> **CONSIGNE**
Restituez tel quel le passage de l'extrait sur les débris du V2, depuis « Staline a ordonné » jusqu'à « de conditionnement ? » inclus.

> **TEXTE SOURCE**

===

Débris v1 dans la forêt

B. Chertok (au centre) et S. P. Korolev (en haut à gauche) en Allemagne en 1946

Tyulin et Korolev en Allemagne en 1946

[1] Asif A. Siddiqi, Challenge to Apollo: The Soviet Union and The Space Race, 1945-1974, University Press of Florida, 2000, page 20

[2] Ibid

[3] Peter Stache, Soviet Rockets, Translation Division, Foreign Technology Division, 1988, page 168

Staline a ordonné la formation d'un groupe expéditionnaire secret composé de spécialistes soviétiques pour enquêter sur les restes de Debica. Sous l'œil vigilant du NKVD, le 5 août, le major général Fedorov a conduit à Debica un petit groupe d'ingénieurs du NII-1. Les recherches ont été menées conjointement avec une équipe britannique. L’équipe anglo-russe a collecté près de Blizna et autour des sites d’impact de nombreux débris, dont une chambre de combustion du V2. Elle a aussi trouvé des réservoirs de propergol, des morceaux du corps de la fusée, des gouvernails en graphite. Le matériel a été soigneusement emballé et envoyé à Londres via Moscou. Selon les Britanniques, les pièces ne sont jamais arrivées à Londres, la cargaison reçue contenait de vieilles pièces d’avions, erreur de conditionnement ?

A Moscou, Bolkhovitinov, directeur adjoint du NII-1, a reçu l'ordre de former un petit groupe d'ingénieurs talentueux pour étudier les aspects techniques de l'A-4. Ce groupe de chercheurs restreint a été nommé de façon top-secrète groupe Raketa. Il était composé d’anciens du RNII, tels Tikhonravov et Pobedonostsev, et de plus jeunes ingénieurs comme Chertok, Isayev et Mishin, ainsi que de nouveaux venus comme Nicolay A. Pilyugin et Leonid A. Voskresenskiy.

===

Lignes du jeu de données d'annotation par points
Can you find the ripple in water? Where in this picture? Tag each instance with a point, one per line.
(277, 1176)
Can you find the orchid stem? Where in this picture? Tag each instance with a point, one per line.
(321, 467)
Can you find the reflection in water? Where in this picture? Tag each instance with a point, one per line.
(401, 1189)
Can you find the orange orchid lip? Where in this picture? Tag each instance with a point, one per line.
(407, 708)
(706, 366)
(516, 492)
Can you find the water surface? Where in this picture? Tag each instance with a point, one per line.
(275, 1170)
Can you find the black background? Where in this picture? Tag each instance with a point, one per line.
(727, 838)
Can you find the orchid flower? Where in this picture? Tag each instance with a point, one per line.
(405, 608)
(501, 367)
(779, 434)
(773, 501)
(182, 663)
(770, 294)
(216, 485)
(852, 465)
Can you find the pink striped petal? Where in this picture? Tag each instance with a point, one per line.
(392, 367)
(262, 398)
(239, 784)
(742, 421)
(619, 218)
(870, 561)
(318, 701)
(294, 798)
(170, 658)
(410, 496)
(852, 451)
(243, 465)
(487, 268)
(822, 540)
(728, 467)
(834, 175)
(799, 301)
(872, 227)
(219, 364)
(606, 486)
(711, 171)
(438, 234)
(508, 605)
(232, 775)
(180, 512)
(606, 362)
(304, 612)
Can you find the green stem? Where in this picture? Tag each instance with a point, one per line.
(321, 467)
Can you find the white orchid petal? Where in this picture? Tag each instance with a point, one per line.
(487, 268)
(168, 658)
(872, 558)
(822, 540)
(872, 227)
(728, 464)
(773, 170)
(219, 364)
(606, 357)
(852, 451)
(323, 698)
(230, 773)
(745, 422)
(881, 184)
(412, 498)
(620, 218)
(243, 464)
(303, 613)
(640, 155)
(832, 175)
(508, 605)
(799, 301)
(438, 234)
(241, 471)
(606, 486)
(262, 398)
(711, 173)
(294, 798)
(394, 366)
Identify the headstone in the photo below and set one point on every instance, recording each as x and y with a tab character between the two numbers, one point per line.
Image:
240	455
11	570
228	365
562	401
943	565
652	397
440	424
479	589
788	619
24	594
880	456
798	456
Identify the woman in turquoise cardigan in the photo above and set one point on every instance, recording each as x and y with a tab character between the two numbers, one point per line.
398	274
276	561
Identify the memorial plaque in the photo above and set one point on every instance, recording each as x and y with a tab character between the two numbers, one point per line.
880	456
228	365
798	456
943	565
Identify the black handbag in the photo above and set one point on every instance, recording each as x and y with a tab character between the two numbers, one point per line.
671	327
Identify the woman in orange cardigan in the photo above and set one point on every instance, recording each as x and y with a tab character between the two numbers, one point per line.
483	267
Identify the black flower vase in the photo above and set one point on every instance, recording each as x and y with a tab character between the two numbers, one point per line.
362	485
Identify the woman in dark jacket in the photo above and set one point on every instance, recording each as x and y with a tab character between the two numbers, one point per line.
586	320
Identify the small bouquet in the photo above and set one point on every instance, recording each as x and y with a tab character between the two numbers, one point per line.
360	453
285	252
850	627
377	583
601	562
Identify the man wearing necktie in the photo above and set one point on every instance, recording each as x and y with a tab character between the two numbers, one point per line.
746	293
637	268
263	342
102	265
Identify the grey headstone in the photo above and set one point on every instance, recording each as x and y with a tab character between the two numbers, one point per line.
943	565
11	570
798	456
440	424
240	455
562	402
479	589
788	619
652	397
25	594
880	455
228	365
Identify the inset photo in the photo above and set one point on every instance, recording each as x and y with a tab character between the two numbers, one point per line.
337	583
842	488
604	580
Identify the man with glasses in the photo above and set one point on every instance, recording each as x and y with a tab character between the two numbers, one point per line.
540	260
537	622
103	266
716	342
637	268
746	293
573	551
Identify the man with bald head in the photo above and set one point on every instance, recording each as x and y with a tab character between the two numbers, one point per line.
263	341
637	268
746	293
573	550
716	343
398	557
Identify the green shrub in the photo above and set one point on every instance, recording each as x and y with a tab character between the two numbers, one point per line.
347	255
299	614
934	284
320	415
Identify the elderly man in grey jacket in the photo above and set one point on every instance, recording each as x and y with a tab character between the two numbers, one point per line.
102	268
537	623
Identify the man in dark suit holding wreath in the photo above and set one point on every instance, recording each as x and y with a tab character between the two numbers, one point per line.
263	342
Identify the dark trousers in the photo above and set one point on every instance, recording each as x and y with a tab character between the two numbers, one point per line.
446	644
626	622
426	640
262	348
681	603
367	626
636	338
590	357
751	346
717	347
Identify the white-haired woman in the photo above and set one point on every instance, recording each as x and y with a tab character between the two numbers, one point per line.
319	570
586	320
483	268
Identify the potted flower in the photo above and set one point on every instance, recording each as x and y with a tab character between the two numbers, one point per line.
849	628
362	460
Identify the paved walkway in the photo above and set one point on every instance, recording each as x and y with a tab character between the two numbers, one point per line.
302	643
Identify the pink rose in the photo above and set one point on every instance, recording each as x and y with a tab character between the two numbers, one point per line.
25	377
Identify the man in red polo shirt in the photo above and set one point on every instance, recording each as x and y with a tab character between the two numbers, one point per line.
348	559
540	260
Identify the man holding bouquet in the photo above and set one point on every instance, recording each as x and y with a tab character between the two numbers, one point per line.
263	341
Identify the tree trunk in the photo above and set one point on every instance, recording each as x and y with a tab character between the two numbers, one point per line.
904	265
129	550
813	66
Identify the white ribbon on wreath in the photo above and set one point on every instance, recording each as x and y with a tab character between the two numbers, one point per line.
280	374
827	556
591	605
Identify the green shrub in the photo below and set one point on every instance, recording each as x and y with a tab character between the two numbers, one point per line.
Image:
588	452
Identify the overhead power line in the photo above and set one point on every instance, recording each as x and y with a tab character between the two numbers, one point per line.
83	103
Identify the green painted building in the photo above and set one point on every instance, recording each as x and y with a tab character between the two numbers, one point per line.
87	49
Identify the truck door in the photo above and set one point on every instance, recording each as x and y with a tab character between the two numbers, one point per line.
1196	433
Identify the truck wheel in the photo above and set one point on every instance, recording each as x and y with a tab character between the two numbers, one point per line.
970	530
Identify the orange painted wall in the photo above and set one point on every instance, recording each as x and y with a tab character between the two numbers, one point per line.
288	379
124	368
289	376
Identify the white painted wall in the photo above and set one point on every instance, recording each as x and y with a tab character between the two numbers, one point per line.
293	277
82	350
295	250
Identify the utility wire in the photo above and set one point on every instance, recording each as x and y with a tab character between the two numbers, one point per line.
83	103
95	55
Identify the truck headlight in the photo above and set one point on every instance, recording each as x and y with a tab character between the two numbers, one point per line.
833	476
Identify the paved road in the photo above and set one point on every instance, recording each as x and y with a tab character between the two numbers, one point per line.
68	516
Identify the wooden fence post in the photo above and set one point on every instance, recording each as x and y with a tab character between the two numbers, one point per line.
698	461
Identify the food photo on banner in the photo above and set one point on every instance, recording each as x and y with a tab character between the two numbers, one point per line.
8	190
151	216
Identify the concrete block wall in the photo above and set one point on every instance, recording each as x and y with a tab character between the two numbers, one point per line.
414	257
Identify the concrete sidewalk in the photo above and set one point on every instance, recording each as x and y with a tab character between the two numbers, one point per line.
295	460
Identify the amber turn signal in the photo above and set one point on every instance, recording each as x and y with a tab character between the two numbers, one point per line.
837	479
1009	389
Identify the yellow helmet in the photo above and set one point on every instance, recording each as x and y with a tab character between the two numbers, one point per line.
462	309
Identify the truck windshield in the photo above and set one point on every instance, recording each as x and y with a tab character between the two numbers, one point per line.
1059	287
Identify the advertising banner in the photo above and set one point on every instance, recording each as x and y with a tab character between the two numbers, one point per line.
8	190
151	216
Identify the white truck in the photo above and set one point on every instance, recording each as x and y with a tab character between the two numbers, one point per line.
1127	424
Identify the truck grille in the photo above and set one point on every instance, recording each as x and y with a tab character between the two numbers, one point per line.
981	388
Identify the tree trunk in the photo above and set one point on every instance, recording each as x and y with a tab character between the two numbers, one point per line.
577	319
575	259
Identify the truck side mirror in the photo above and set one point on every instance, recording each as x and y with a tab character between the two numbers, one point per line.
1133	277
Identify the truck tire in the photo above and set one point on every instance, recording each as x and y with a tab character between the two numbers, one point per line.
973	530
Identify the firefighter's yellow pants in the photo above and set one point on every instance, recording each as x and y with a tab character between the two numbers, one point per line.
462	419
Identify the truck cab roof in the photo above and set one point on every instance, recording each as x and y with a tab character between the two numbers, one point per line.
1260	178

===

> **CORRIGÉ**
Staline a ordonné la formation d'un groupe expéditionnaire secret composé de spécialistes soviétiques pour enquêter sur les restes de Debica. Sous l'œil vigilant du NKVD, le 5 août, le major général Fedorov a conduit à Debica un petit groupe d'ingénieurs du NII-1. Les recherches ont été menées conjointement avec une équipe britannique. L’équipe anglo-russe a collecté près de Blizna et autour des sites d’impact de nombreux débris, dont une chambre de combustion du V2. Elle a aussi trouvé des réservoirs de propergol, des morceaux du corps de la fusée, des gouvernails en graphite. Le matériel a été soigneusement emballé et envoyé à Londres via Moscou. Selon les Britanniques, les pièces ne sont jamais arrivées à Londres, la cargaison reçue contenait de vieilles pièces d’avions, erreur de conditionnement ?